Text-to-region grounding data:

────────────────────

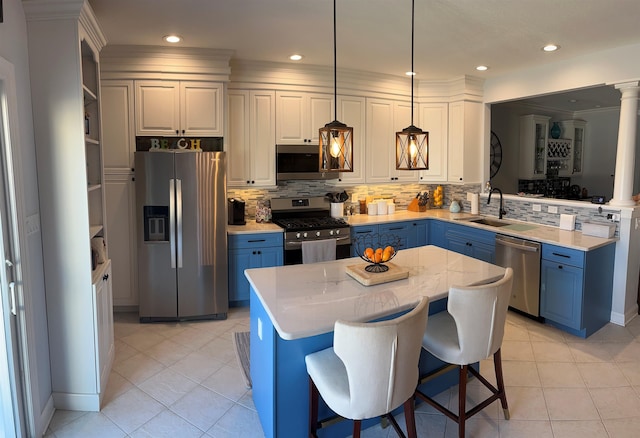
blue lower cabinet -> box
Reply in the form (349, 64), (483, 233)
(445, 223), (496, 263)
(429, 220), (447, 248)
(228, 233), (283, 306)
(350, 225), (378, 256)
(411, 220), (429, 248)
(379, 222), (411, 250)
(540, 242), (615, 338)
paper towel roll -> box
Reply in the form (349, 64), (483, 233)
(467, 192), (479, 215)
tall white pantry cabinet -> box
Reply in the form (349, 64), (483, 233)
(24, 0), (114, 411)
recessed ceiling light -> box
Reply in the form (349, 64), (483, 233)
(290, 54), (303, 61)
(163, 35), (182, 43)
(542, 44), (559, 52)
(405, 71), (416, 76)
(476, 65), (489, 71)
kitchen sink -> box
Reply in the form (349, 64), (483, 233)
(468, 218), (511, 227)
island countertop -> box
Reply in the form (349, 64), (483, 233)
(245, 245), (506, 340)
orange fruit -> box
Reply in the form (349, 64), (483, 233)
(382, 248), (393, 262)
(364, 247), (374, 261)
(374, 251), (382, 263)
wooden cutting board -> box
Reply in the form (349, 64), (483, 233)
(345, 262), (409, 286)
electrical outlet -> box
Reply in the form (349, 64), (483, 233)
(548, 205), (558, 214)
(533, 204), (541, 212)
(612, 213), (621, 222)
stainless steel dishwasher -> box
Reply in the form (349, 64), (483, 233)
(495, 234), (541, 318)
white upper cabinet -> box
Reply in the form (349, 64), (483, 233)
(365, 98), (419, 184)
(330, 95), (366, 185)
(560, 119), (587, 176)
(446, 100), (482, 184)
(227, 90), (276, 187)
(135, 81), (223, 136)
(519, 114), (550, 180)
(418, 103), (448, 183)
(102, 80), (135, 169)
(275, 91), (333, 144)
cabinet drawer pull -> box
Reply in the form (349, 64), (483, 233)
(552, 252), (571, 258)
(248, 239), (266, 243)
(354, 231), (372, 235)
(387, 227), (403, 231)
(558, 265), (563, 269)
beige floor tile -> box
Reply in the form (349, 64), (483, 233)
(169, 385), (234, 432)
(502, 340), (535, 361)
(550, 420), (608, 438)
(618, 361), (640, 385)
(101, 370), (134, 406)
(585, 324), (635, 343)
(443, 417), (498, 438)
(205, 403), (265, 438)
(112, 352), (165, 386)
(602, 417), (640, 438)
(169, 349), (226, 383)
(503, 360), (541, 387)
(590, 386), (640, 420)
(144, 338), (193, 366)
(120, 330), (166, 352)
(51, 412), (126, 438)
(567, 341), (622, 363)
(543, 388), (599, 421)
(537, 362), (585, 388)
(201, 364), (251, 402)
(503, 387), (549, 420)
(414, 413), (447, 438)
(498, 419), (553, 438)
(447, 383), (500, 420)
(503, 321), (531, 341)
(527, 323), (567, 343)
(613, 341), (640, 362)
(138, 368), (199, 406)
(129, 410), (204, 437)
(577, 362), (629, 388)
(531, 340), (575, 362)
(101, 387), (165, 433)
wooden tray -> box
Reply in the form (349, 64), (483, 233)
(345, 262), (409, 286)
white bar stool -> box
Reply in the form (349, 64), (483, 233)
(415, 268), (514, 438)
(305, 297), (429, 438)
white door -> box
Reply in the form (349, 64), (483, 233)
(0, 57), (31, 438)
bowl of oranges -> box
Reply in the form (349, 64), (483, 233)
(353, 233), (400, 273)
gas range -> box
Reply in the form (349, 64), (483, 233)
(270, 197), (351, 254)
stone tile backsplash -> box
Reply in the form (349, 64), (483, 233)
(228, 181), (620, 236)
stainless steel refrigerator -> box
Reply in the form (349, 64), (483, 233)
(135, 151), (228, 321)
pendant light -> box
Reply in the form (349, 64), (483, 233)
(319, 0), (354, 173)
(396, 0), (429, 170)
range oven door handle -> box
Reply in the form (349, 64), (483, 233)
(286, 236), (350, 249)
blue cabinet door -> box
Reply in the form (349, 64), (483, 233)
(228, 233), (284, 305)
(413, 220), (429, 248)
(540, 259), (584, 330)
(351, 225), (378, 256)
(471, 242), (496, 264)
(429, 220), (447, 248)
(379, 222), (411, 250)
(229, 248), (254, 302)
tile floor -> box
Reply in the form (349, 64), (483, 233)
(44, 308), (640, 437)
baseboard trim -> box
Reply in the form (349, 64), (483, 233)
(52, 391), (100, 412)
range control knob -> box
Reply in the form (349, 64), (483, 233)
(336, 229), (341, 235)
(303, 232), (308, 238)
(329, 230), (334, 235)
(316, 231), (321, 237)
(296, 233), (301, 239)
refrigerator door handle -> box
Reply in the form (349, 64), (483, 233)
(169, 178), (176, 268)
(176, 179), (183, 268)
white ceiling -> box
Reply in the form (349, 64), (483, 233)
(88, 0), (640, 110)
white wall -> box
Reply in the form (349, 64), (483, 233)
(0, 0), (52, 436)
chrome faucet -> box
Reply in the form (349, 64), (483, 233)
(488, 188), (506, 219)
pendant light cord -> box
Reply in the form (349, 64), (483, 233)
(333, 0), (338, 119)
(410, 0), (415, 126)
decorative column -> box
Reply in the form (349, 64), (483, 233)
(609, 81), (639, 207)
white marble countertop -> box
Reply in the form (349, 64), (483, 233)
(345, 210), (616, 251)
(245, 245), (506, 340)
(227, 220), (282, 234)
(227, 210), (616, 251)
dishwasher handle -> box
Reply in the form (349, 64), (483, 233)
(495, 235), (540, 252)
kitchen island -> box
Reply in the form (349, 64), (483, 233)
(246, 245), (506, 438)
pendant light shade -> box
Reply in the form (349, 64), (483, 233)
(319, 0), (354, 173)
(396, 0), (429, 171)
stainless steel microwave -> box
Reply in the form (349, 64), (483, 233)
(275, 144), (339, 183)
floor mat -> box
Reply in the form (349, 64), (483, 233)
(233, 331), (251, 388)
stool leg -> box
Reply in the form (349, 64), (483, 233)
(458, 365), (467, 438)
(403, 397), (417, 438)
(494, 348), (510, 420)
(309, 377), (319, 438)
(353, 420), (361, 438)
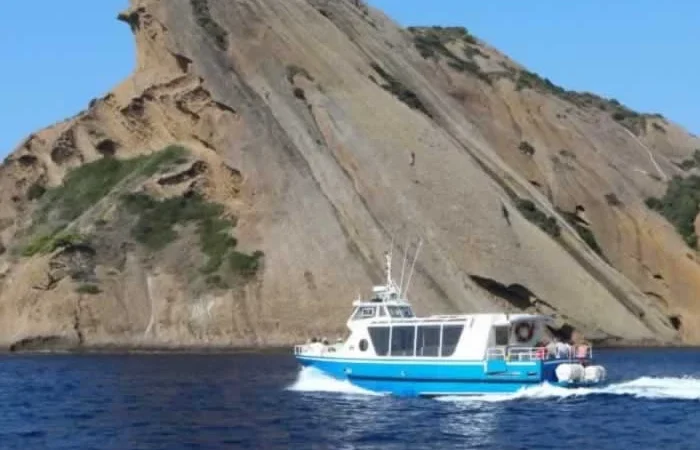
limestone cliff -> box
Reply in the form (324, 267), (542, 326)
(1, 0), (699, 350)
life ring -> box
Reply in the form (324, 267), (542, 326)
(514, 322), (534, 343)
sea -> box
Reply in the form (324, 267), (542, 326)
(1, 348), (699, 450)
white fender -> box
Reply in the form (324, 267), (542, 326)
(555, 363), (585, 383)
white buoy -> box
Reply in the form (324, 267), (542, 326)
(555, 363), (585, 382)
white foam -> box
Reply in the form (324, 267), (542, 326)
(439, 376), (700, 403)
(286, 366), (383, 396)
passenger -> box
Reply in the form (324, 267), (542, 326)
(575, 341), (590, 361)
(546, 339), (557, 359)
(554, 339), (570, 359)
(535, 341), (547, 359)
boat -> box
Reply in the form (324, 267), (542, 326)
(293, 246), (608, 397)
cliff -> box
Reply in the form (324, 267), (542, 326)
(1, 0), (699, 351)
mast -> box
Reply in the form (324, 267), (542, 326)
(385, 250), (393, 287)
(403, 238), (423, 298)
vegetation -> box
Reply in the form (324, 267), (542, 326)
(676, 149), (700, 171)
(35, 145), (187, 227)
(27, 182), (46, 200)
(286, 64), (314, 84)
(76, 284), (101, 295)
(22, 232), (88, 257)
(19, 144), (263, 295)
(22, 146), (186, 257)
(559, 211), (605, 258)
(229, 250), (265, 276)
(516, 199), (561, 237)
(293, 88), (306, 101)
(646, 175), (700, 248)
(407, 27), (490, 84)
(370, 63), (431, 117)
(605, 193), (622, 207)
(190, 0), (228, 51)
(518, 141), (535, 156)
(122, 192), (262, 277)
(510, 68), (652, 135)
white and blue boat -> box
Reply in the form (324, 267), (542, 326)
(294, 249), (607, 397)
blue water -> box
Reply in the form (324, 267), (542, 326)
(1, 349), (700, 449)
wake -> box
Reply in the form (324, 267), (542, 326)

────────────────────

▶ WHAT YOU ARE ASKED TO DO
Show the lines of the records above that mention "light".

▶ FINISHED EXERCISE
recessed ceiling light -> box
pendant light -> box
pendant light cord -> box
pendant light shade -> box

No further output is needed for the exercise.